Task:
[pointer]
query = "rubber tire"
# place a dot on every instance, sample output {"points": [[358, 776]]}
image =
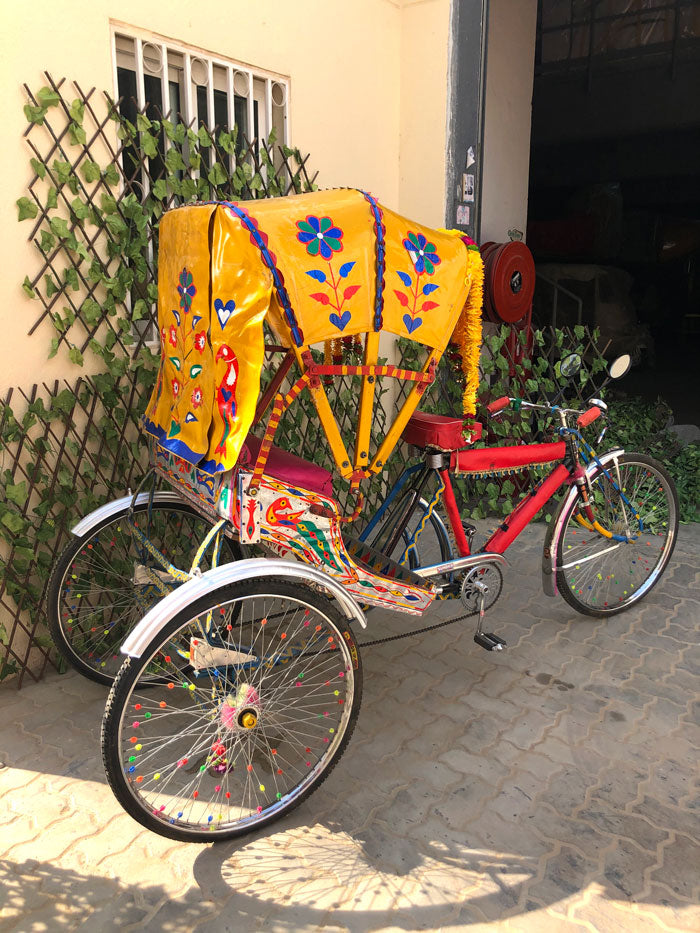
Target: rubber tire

_Stated task_
List the lines of the items above as a numbered list with the blank lines omitted. Leave the pictures out.

_Result of this exercise_
1. Task:
2. [pointer]
3. query = "rubber tire"
4. # place a dot on every instance, sample output {"points": [[358, 776]]}
5. image =
6. Target: rubber tire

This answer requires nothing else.